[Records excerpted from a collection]

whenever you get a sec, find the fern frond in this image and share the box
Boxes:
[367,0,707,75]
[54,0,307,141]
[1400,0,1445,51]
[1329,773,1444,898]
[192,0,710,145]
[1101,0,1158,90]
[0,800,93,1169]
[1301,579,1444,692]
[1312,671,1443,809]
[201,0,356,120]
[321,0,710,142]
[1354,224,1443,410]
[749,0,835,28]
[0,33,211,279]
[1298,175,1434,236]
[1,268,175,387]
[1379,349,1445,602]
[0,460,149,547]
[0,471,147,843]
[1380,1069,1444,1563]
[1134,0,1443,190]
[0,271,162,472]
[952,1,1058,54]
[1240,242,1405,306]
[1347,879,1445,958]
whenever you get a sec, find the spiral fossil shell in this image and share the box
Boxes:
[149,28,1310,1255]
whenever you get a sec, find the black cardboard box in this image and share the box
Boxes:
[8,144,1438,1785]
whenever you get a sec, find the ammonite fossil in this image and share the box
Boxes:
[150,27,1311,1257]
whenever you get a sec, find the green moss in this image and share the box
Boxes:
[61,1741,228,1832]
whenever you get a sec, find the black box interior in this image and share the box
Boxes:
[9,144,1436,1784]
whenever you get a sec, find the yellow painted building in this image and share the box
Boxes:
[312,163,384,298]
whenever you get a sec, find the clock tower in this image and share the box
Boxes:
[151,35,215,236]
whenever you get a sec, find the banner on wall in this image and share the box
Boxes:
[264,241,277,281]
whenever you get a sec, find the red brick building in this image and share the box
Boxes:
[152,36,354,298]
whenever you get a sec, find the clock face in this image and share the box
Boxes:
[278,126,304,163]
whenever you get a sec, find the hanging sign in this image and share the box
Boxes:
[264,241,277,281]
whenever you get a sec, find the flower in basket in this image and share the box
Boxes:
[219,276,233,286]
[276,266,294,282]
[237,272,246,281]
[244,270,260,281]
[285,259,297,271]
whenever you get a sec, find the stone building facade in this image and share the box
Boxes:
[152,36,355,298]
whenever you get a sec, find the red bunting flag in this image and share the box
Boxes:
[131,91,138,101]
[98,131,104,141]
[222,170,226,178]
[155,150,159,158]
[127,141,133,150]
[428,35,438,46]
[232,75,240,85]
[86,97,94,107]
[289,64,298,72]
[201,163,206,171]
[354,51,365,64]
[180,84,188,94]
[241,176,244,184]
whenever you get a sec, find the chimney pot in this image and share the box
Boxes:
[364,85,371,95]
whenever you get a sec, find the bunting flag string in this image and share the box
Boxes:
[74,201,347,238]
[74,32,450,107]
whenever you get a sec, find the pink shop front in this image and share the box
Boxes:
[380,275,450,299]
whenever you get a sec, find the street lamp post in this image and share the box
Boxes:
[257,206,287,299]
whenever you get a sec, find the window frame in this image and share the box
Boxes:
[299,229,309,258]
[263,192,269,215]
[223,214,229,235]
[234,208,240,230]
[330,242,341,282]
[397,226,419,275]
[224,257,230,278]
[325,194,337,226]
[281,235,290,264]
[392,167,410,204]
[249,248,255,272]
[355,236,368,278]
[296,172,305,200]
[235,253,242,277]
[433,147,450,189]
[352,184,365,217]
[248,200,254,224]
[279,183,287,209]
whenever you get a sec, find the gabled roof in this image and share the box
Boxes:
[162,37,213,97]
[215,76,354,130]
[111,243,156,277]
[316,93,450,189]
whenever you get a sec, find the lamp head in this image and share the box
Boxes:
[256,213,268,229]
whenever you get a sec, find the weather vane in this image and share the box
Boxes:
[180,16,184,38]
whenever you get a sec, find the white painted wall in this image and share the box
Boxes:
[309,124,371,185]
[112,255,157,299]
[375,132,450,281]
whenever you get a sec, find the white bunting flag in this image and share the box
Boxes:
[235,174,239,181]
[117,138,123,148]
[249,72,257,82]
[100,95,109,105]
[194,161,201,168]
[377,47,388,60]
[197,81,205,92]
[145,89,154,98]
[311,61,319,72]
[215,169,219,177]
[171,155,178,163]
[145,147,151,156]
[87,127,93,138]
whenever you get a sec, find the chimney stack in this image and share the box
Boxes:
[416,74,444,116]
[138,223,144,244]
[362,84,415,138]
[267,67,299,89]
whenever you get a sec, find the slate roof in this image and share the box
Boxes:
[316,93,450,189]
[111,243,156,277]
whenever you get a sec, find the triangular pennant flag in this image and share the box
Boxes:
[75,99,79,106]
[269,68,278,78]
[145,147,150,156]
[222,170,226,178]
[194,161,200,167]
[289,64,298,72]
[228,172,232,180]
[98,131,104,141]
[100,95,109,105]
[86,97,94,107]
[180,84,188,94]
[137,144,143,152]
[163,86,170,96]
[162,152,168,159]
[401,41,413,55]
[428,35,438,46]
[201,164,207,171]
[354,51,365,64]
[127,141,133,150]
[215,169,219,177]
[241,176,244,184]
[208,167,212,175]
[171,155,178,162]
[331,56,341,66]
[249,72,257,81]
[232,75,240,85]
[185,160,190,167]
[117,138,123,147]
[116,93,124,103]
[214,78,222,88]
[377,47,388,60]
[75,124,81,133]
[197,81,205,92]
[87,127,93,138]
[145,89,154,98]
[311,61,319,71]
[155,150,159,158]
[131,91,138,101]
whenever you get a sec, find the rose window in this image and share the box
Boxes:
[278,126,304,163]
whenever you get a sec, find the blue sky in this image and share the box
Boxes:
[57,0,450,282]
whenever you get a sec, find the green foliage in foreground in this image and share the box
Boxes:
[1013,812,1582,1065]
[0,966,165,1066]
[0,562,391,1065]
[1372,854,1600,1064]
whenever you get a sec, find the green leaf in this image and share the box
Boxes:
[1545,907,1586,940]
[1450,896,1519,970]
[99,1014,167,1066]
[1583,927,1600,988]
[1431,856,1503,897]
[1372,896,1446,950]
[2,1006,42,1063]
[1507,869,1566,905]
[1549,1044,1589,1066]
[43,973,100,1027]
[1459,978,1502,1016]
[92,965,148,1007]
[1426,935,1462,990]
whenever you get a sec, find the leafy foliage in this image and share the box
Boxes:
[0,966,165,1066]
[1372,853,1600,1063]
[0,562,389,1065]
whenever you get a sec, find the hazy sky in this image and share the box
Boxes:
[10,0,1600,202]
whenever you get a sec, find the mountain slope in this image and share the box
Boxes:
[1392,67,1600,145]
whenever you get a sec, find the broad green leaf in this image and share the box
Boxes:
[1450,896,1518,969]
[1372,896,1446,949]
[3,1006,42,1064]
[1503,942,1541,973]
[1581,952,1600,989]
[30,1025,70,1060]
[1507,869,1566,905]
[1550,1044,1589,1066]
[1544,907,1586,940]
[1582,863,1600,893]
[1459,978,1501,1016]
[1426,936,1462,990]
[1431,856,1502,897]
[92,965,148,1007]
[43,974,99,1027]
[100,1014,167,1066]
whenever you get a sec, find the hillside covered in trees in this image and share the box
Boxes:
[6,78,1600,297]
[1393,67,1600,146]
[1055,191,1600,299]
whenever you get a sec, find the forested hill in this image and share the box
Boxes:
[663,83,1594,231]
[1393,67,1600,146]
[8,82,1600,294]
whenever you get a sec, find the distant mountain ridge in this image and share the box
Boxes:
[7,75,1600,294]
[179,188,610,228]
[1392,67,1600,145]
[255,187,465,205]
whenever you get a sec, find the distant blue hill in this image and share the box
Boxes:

*Problem statement:*
Exactly how many lines of the records above contain "window"? Please state only the number.

*Result for this exercise:*
2